Excerpted records
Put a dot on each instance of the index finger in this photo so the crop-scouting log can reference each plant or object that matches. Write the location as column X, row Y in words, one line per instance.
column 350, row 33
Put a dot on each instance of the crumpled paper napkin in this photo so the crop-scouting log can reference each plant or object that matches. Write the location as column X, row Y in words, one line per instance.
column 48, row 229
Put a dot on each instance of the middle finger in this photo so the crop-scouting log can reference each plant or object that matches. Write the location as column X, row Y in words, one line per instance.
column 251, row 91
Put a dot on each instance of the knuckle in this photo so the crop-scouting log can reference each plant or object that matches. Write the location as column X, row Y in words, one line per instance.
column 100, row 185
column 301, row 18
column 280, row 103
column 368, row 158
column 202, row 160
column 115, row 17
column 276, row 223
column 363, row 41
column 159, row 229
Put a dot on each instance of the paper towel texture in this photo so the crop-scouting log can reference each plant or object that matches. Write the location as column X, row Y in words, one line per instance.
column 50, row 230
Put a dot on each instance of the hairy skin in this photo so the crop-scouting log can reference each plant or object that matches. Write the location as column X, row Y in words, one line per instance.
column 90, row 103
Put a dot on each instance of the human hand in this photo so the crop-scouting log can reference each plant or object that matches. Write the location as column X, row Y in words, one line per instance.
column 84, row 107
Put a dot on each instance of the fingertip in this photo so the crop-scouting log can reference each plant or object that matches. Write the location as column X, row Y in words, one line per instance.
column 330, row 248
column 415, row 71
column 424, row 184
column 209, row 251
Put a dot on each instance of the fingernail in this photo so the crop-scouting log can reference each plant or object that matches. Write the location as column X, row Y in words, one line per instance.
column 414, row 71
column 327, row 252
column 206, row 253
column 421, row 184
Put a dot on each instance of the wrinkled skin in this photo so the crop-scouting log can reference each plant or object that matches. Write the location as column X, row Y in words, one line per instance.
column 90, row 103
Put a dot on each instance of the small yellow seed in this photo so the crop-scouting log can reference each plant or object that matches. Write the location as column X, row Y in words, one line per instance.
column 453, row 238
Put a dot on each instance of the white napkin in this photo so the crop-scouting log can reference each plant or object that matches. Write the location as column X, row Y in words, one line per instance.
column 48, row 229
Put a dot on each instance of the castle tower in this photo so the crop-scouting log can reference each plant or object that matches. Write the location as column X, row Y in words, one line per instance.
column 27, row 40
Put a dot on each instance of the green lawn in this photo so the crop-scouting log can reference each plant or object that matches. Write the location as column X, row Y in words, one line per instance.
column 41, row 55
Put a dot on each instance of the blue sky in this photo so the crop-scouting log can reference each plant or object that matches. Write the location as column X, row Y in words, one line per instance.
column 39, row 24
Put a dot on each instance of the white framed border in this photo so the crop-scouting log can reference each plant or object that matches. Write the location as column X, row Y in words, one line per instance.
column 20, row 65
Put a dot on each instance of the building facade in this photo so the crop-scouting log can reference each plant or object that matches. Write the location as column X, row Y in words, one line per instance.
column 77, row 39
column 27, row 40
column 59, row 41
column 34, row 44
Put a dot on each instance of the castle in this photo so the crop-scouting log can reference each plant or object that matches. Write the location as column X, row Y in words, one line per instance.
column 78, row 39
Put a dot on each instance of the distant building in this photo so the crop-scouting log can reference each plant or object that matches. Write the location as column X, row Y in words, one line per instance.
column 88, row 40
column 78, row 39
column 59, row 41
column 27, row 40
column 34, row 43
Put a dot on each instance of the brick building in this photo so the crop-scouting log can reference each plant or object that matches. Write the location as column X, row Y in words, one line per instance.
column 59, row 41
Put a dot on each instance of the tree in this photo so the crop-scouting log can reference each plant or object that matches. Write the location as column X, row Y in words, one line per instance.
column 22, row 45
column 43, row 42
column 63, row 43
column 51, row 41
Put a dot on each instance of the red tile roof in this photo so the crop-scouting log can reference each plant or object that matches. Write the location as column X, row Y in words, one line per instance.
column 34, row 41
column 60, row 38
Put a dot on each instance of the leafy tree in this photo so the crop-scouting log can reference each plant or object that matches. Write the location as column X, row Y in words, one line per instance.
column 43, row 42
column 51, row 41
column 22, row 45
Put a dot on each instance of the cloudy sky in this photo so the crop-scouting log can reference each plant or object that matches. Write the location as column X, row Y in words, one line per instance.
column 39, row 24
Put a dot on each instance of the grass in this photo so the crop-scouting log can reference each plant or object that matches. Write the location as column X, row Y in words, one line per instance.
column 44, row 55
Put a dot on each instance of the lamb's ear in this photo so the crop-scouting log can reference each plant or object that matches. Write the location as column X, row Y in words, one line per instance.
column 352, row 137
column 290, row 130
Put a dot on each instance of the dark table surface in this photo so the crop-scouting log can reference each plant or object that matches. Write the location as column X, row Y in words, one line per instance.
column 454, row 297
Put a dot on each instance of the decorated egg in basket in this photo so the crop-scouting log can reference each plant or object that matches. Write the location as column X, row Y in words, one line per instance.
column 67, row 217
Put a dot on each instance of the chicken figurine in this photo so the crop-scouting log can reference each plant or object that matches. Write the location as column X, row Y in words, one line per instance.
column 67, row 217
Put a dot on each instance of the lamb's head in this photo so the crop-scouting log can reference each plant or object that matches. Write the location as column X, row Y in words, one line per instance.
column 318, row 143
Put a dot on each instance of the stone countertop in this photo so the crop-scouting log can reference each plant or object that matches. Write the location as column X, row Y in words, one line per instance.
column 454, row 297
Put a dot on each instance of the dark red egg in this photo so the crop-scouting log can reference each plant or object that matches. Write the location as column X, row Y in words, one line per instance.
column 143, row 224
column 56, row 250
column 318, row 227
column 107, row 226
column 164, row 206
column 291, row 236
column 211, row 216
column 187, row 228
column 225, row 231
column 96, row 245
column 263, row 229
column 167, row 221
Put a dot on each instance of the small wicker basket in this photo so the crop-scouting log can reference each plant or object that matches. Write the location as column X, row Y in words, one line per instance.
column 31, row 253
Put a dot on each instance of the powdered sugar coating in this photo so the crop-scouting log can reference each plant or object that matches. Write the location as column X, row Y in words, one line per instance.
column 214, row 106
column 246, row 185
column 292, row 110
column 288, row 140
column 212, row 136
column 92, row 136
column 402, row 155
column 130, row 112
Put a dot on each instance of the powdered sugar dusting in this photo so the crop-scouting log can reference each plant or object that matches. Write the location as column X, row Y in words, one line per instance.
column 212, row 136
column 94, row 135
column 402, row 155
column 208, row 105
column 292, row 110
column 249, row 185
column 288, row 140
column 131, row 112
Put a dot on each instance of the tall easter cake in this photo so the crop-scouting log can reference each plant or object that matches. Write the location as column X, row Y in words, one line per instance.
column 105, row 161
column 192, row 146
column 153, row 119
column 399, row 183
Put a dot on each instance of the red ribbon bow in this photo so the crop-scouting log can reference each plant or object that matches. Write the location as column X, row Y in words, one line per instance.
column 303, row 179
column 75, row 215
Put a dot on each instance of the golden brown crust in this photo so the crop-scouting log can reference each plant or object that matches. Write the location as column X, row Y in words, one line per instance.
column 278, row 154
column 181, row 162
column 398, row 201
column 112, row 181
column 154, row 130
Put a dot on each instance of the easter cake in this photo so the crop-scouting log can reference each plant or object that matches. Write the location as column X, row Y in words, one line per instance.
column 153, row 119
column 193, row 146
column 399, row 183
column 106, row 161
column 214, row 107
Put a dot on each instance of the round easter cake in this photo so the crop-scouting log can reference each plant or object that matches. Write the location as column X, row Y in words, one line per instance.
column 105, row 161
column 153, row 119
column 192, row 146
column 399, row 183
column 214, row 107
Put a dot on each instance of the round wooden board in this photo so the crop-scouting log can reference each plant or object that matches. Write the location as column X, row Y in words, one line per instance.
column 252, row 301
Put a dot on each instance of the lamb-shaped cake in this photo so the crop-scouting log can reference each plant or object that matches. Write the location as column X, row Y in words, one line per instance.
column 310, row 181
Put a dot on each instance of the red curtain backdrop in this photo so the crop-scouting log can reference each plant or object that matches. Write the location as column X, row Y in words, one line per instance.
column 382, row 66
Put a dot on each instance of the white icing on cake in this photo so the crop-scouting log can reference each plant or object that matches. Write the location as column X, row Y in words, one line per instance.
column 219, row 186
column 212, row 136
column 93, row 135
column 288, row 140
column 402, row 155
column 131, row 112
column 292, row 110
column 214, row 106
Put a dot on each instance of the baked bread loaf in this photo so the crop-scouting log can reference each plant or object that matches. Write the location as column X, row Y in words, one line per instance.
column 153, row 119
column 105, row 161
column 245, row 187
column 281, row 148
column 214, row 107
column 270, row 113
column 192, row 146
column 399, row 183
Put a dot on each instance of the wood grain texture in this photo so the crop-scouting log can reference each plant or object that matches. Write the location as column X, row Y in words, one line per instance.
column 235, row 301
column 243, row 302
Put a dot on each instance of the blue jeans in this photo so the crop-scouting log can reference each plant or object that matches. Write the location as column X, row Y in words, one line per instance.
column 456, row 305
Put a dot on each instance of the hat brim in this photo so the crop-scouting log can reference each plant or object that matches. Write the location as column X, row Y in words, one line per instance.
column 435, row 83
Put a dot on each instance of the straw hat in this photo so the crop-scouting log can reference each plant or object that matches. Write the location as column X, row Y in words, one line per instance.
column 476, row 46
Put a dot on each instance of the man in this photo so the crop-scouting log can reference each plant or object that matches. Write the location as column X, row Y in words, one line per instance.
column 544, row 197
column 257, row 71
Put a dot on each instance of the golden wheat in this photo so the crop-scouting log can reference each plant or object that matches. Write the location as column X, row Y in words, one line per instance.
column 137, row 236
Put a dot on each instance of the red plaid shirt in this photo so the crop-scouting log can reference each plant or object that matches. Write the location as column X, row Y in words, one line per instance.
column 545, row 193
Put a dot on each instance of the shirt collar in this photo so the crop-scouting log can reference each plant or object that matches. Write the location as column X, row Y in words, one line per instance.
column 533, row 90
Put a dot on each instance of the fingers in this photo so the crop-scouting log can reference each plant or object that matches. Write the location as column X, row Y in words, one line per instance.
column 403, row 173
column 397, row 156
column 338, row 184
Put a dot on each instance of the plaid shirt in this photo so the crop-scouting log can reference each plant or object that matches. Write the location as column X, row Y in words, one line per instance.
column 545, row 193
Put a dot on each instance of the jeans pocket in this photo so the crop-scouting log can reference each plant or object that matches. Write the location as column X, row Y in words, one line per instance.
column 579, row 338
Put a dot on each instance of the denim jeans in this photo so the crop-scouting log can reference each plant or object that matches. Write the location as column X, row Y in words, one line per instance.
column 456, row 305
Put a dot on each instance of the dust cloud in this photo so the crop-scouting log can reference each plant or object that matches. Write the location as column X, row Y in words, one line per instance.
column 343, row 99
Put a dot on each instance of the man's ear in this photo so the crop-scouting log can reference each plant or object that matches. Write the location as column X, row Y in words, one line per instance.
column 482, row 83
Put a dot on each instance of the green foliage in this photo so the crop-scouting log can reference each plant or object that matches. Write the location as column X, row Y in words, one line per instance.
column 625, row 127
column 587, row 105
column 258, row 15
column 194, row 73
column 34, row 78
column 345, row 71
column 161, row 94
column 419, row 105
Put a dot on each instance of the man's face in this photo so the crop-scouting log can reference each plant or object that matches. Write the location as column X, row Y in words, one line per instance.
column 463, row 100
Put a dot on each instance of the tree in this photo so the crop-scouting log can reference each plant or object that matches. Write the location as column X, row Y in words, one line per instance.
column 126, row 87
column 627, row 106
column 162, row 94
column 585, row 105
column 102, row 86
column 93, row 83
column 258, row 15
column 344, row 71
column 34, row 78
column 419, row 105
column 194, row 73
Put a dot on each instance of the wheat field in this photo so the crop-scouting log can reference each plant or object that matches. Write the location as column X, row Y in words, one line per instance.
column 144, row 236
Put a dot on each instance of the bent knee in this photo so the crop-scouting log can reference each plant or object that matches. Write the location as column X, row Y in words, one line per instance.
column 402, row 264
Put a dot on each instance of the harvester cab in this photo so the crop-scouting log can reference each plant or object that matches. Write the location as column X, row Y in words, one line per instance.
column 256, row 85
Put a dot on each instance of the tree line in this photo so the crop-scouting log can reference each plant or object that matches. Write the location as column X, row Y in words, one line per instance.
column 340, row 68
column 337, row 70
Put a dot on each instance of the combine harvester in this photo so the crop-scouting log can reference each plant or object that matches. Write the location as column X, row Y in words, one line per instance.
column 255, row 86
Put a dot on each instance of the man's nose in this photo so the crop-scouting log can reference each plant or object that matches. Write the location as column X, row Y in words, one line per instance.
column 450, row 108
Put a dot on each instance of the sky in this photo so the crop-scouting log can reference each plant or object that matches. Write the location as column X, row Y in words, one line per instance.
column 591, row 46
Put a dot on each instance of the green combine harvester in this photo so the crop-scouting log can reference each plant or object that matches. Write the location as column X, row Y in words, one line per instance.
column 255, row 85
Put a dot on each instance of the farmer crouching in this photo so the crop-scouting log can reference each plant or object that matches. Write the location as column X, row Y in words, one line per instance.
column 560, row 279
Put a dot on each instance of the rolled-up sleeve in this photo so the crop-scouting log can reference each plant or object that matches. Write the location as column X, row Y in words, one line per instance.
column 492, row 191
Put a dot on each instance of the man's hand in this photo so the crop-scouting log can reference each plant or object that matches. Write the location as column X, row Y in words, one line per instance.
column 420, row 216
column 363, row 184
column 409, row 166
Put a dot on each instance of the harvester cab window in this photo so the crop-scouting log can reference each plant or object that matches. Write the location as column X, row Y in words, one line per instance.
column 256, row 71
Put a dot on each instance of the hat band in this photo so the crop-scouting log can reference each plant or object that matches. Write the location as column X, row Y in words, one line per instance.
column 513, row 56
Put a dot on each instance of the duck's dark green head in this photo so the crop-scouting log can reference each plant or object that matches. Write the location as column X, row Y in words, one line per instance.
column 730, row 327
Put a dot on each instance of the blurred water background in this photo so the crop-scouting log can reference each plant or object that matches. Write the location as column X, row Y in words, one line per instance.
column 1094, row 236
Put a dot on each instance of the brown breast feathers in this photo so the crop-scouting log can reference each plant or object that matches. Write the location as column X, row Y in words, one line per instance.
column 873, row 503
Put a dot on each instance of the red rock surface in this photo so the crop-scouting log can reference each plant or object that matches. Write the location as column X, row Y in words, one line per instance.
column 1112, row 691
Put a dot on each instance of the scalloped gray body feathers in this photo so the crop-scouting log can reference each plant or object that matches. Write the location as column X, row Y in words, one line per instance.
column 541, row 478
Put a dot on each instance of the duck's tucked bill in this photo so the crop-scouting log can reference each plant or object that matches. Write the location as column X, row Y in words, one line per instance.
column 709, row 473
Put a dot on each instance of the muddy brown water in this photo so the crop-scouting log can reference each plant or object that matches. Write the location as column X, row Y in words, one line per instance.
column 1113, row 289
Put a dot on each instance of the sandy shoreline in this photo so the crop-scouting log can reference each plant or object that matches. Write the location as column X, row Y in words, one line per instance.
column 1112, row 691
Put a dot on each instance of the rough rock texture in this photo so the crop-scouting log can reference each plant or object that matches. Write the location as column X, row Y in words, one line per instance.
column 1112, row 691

What the task requires
Reproduce verbatim the lines of the records above, starting at the line that contains "Put a dot on each instance of the hairy" and ending at the line that contains "column 209, row 251", with both of those lines included.

Task output
Put a dot on each instance of the hairy skin in this photo so the crop-scouting log can reference each plant or object that matches. Write the location as column X, row Y in words, one line per instance.
column 90, row 103
Put a dot on each instance of the human hand in this photo so the crop-scouting log can reference each plant or object that matches. Write the location as column X, row Y in words, one line per instance.
column 84, row 107
Put a dot on each instance of the fingertip in this photo so the crop-scouting log can reference each plant or object that matches. Write the location as column X, row Y in words, one line per instance.
column 330, row 248
column 415, row 71
column 424, row 184
column 209, row 251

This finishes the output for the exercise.